• _Data entries_

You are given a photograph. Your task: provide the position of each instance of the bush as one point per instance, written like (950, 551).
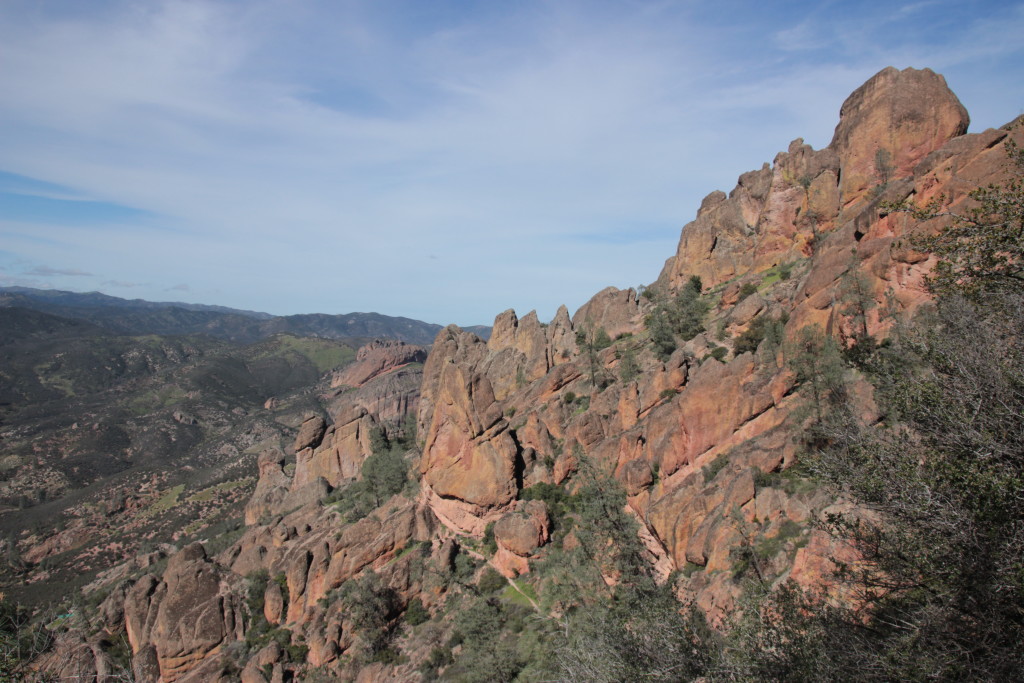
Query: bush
(712, 469)
(491, 582)
(747, 290)
(416, 613)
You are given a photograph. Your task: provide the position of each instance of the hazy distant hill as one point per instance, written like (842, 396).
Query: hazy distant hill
(135, 316)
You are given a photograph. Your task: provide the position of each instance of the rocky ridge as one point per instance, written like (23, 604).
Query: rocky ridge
(701, 439)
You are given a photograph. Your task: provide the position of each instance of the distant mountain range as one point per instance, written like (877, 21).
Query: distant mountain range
(135, 316)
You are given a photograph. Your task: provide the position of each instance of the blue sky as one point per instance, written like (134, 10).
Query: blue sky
(442, 161)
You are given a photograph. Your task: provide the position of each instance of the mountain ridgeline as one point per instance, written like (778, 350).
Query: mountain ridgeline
(763, 466)
(134, 316)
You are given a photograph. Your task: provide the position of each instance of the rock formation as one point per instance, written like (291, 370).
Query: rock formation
(701, 440)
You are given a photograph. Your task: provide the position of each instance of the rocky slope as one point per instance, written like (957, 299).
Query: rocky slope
(702, 438)
(135, 316)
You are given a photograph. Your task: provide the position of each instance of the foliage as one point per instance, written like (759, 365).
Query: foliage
(680, 316)
(372, 607)
(592, 342)
(981, 250)
(760, 329)
(491, 582)
(385, 473)
(489, 544)
(712, 469)
(22, 640)
(629, 369)
(416, 613)
(817, 363)
(747, 290)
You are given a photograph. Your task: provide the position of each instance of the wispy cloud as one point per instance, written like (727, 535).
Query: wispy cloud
(306, 156)
(47, 271)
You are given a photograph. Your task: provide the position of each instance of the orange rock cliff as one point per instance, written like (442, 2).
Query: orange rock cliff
(699, 440)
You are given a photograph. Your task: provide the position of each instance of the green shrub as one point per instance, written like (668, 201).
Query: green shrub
(489, 545)
(712, 469)
(747, 290)
(491, 582)
(416, 613)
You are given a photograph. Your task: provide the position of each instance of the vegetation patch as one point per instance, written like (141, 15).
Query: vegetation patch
(165, 502)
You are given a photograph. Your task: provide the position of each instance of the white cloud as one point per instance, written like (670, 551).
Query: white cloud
(304, 156)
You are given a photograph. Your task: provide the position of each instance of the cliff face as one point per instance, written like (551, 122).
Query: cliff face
(689, 434)
(701, 439)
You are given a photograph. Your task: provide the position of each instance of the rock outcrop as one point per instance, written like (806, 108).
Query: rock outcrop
(376, 358)
(701, 438)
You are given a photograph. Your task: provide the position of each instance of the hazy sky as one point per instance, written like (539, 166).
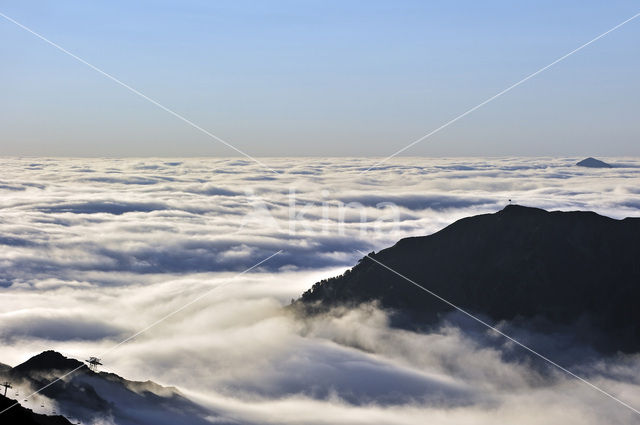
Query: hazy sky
(319, 77)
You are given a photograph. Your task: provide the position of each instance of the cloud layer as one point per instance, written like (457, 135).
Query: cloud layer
(93, 250)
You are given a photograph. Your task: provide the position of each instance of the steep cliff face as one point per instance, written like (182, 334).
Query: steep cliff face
(517, 263)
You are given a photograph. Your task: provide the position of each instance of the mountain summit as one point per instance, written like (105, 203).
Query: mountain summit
(593, 163)
(520, 262)
(95, 397)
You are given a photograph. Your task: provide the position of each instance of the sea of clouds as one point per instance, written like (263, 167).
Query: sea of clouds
(94, 250)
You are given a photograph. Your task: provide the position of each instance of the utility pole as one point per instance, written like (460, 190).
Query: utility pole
(6, 386)
(94, 362)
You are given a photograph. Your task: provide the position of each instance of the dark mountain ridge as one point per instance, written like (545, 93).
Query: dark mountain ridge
(520, 262)
(93, 396)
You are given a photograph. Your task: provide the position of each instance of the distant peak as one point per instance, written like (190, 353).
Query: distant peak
(520, 209)
(593, 163)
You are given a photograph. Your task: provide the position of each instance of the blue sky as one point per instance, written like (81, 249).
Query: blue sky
(330, 78)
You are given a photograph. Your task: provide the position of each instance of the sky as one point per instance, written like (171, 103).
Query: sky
(319, 78)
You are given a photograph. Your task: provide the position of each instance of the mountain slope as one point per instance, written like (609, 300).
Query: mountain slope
(92, 396)
(593, 163)
(19, 415)
(517, 263)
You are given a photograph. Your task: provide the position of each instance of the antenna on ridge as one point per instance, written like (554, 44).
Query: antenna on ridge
(6, 386)
(93, 362)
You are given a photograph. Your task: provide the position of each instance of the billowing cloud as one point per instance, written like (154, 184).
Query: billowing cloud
(94, 250)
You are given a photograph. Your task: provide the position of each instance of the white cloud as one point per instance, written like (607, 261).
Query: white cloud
(93, 250)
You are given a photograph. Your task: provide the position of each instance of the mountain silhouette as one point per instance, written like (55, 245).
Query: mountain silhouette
(593, 163)
(92, 397)
(19, 415)
(518, 263)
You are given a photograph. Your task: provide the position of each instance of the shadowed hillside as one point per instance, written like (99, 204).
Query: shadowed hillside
(517, 263)
(93, 396)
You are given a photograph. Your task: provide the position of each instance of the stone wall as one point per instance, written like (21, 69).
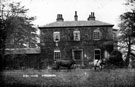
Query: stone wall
(66, 44)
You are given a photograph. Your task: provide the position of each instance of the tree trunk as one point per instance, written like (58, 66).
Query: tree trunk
(129, 51)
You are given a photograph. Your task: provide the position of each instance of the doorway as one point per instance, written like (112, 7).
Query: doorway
(77, 55)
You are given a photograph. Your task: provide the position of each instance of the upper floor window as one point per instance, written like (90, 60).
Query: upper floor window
(56, 36)
(76, 35)
(97, 53)
(57, 54)
(96, 35)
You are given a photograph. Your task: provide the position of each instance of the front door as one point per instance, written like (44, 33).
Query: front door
(78, 56)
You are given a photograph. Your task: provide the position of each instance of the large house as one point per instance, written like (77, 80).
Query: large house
(82, 41)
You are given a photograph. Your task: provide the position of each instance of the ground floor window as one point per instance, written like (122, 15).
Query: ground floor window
(97, 54)
(57, 54)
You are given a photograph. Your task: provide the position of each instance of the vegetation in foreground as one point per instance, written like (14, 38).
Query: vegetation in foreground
(75, 78)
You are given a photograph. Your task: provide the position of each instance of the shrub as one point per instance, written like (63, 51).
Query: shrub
(116, 58)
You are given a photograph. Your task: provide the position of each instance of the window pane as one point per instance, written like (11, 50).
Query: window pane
(57, 55)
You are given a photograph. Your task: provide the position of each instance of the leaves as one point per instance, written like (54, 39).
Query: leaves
(20, 30)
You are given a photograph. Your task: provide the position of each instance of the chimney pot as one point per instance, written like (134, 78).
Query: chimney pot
(59, 18)
(76, 16)
(91, 17)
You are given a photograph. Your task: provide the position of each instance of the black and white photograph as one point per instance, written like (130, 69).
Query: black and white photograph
(67, 43)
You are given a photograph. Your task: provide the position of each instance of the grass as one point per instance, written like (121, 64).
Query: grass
(75, 78)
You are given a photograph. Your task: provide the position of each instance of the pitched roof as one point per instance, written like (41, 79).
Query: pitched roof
(23, 51)
(76, 24)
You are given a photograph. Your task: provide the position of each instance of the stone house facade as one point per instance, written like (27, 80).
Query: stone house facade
(82, 41)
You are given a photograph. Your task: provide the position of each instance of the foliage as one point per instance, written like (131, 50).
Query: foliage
(127, 29)
(116, 58)
(20, 31)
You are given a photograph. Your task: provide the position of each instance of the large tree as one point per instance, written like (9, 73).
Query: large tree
(127, 29)
(16, 29)
(21, 32)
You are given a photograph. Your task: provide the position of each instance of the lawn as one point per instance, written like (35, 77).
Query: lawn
(74, 78)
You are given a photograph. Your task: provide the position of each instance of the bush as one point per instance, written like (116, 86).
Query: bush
(116, 58)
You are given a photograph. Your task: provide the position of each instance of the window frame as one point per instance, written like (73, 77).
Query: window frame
(98, 54)
(76, 34)
(56, 34)
(97, 34)
(57, 54)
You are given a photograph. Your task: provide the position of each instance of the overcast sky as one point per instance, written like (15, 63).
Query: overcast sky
(46, 10)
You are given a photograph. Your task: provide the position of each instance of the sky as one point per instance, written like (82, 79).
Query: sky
(46, 10)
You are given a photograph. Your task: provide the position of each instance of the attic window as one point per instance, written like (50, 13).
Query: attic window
(57, 54)
(76, 35)
(96, 34)
(56, 36)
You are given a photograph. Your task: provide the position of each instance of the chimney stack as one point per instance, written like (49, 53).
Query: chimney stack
(91, 17)
(76, 16)
(59, 18)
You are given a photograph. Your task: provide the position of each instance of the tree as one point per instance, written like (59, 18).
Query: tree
(127, 29)
(16, 29)
(21, 32)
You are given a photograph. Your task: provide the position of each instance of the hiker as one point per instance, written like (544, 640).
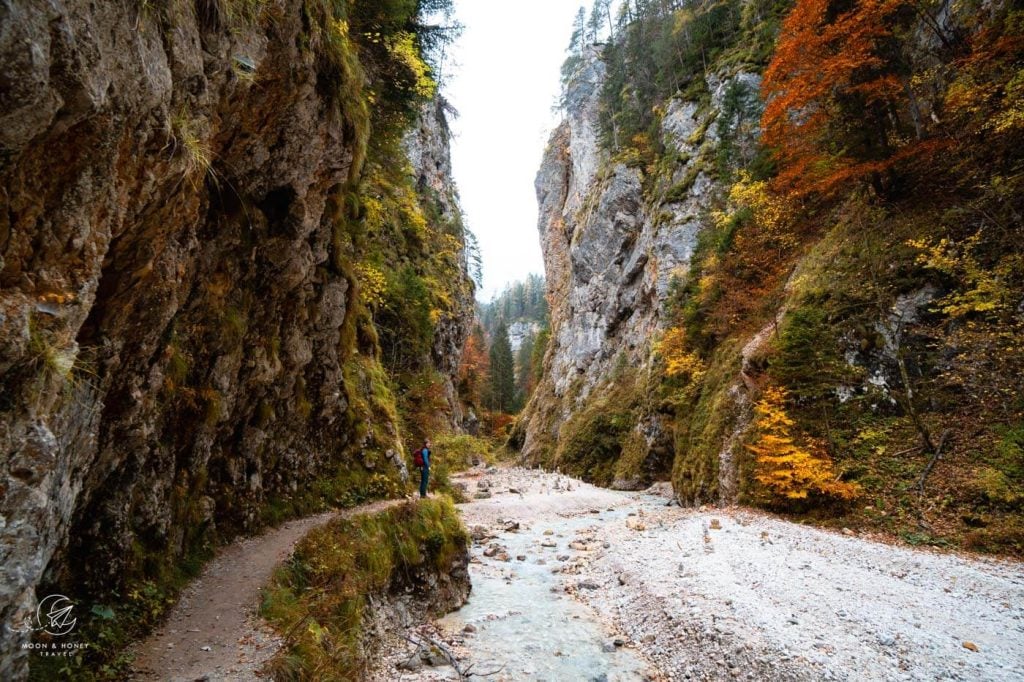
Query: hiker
(421, 459)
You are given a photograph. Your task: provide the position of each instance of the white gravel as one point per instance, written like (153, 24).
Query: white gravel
(735, 594)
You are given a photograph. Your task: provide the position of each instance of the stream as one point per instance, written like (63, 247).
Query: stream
(525, 623)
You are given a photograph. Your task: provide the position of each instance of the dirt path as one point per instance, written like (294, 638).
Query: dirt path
(214, 631)
(719, 594)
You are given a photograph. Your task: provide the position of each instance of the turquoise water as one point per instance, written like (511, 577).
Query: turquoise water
(526, 625)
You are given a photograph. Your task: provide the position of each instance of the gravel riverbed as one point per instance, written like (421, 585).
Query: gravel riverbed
(657, 592)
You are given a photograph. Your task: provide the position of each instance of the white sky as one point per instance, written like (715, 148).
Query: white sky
(503, 78)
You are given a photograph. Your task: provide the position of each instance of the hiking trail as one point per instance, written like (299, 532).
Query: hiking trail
(215, 632)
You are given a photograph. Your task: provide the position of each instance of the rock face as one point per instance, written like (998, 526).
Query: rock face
(179, 331)
(613, 244)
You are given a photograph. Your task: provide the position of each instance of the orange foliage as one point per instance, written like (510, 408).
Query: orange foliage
(827, 88)
(679, 359)
(788, 470)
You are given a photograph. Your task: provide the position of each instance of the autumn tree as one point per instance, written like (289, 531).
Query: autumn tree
(832, 88)
(787, 469)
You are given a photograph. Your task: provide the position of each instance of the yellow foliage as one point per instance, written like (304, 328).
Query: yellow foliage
(403, 49)
(679, 361)
(771, 211)
(982, 290)
(788, 470)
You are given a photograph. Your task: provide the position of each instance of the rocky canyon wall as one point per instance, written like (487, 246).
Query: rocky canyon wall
(804, 317)
(185, 347)
(614, 244)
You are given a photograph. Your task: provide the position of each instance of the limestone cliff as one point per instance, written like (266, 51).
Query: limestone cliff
(613, 246)
(726, 301)
(185, 348)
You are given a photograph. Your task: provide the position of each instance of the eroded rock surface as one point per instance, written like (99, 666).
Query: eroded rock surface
(177, 328)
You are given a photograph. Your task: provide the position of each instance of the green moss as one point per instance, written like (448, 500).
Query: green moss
(599, 441)
(705, 427)
(358, 558)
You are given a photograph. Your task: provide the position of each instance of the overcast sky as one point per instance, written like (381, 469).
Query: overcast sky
(503, 78)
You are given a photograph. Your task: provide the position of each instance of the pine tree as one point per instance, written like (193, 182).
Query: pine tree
(788, 470)
(502, 385)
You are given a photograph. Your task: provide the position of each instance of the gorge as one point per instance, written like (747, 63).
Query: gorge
(783, 282)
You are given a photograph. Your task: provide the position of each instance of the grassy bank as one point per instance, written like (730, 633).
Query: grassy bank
(318, 599)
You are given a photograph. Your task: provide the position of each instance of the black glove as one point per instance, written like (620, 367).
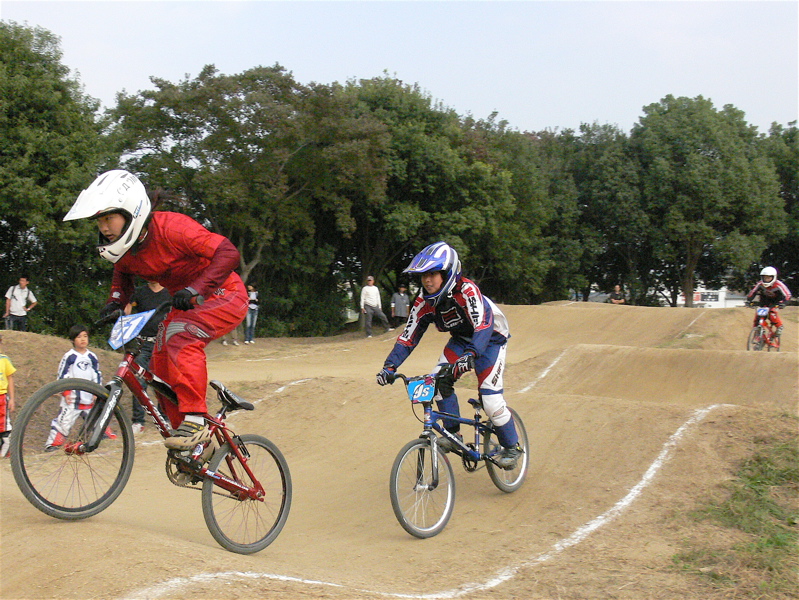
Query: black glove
(463, 365)
(386, 375)
(184, 299)
(107, 312)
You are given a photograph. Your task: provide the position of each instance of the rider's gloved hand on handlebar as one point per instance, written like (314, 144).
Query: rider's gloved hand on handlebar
(386, 375)
(463, 365)
(108, 310)
(183, 299)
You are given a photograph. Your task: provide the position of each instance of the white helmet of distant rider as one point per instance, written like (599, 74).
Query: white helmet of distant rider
(437, 257)
(768, 276)
(114, 192)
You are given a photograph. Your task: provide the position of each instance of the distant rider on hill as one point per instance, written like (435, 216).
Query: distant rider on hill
(773, 294)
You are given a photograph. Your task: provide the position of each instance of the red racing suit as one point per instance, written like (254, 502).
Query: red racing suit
(772, 297)
(178, 252)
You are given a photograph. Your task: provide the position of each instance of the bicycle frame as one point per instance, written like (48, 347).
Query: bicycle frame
(766, 327)
(433, 417)
(129, 373)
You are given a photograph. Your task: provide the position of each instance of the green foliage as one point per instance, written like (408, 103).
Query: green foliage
(762, 504)
(703, 180)
(318, 185)
(50, 147)
(782, 148)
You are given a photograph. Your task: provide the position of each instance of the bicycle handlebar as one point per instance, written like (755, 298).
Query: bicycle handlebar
(112, 317)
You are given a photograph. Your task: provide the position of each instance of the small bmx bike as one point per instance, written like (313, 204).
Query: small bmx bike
(422, 485)
(244, 479)
(763, 336)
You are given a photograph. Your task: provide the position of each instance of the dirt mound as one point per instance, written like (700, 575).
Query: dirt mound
(633, 413)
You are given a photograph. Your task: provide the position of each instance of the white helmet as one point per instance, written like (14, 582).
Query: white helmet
(114, 192)
(768, 272)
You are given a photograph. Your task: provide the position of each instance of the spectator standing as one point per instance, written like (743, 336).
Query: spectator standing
(372, 306)
(19, 302)
(7, 371)
(147, 297)
(252, 315)
(400, 303)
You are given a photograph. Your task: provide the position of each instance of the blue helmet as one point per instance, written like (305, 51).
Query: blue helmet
(437, 257)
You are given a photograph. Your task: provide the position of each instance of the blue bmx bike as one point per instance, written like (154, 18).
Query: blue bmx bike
(422, 485)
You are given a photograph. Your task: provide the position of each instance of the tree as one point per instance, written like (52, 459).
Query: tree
(50, 148)
(782, 146)
(275, 166)
(707, 187)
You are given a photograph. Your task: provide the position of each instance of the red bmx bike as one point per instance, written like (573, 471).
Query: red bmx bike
(763, 336)
(244, 479)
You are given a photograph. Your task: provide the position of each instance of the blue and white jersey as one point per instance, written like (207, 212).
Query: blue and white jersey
(467, 315)
(82, 366)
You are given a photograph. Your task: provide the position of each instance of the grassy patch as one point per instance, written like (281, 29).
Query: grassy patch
(760, 511)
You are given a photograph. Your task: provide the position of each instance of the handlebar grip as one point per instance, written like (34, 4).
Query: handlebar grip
(109, 318)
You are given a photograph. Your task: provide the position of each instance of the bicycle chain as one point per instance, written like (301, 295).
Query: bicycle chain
(183, 479)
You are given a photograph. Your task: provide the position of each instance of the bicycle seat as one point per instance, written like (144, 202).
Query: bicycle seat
(229, 399)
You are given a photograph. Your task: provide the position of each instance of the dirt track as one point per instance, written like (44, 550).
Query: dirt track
(633, 414)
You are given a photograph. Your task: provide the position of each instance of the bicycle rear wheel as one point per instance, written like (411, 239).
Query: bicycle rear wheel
(59, 480)
(755, 339)
(421, 509)
(508, 480)
(246, 525)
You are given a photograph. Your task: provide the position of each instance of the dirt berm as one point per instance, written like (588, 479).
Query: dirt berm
(634, 415)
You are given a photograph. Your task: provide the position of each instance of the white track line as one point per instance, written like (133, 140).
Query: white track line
(543, 374)
(505, 574)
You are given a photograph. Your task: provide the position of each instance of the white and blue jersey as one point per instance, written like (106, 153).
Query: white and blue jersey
(82, 366)
(471, 319)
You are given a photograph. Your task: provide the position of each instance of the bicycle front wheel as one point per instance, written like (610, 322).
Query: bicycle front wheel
(508, 480)
(755, 340)
(422, 496)
(49, 467)
(247, 525)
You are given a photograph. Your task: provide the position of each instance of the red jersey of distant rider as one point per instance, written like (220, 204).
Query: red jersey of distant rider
(178, 252)
(773, 296)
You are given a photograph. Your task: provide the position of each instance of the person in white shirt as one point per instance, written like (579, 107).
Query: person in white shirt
(372, 307)
(80, 363)
(19, 300)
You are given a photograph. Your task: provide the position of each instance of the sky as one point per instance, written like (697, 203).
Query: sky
(538, 64)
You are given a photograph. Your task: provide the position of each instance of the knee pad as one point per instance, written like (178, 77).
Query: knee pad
(446, 387)
(496, 409)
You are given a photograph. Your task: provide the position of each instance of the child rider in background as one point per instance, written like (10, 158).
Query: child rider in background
(773, 294)
(479, 337)
(80, 363)
(189, 261)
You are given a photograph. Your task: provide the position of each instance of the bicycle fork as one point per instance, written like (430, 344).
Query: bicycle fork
(99, 418)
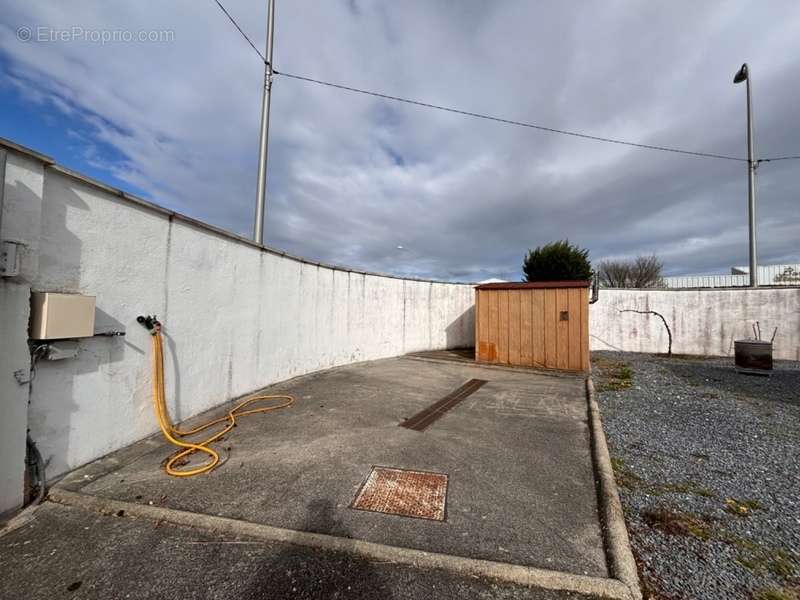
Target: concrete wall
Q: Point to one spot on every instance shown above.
(703, 321)
(237, 317)
(19, 221)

• _Written request_
Exactly the lines from the one containing "like (697, 203)." to the final line of the entries are wanted; please write them out, both ends included, but not the pictures.

• _Solution_
You are given a photograph. Your task: provide the position of each instance of the sky as one point per instance, written like (697, 203).
Query: sky
(538, 64)
You are given a photograph. Your task: provide the position of each instance of the knee pad as one point per instance, written like (178, 77).
Query: knee pad
(446, 387)
(496, 409)
You are given a photograph. Your task: provide the position of each instance of the child rider in background as one point per instance, written like (10, 158).
Query: child rider in background
(773, 294)
(479, 337)
(80, 363)
(189, 261)
You are given a photograph. Your task: provide the position of each instance of the bicycle fork as one point per instance, written like (430, 344).
Query: bicycle fork
(99, 418)
Target: concrete wall
Q: Point to one spot on every instance shown above.
(703, 321)
(237, 317)
(19, 221)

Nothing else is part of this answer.